About this exercise: For this exercise, copy all the data exactly and include none of the pictures.
╭─ Exercise data
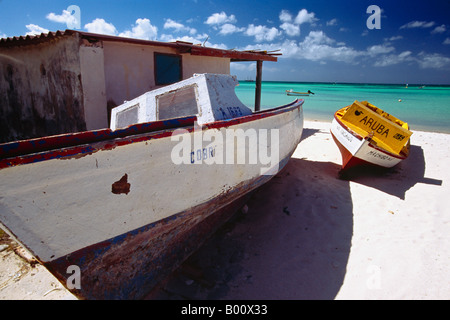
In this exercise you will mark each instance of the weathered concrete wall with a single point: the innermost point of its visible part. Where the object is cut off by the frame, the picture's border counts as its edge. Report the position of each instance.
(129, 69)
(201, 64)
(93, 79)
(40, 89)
╰─
Solved problem:
In this exercise you will mark each instance of the weathered concrete wall with a single point: the innermost point of its visible part. Where the object is cut off by the frame, the picture's border counts as its edge. Report the position of each instance.
(129, 69)
(201, 64)
(93, 79)
(40, 89)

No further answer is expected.